### Set exercise:
Rewrite the records from the first line up to and including the line with "x=38, y=311", changing every "marching band member" to "parade musician" and leaving everything else unchanged.

-- START OF Entries supplied --

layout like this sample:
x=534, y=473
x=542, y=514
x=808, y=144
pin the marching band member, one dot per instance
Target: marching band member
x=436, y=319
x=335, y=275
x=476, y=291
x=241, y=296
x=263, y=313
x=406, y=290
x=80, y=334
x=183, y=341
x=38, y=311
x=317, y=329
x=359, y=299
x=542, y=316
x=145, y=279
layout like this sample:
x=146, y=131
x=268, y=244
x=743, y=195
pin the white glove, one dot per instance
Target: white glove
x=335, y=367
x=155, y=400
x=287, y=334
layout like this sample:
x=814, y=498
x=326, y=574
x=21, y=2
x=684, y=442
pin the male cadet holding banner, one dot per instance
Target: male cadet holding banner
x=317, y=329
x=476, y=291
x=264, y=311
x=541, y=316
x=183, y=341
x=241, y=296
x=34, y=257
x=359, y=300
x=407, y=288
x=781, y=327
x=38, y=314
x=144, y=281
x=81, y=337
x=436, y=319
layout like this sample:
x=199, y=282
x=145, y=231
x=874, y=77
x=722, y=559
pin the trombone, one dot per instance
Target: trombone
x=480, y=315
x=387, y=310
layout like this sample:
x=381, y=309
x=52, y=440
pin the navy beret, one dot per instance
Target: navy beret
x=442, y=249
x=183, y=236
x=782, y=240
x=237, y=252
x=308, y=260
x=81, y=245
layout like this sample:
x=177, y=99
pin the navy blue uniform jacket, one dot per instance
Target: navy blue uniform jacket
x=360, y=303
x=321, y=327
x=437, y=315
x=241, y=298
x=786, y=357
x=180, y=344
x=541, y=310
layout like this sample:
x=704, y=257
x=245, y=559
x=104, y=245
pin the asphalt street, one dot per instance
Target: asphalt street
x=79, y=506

-- END OF Entries supplied --

### Answer to this problem:
layout like this sample:
x=534, y=473
x=542, y=514
x=808, y=144
pin the parade musician, one dot per instance
Target: parade musician
x=436, y=319
x=335, y=275
x=476, y=291
x=241, y=296
x=263, y=313
x=406, y=290
x=80, y=334
x=183, y=341
x=38, y=311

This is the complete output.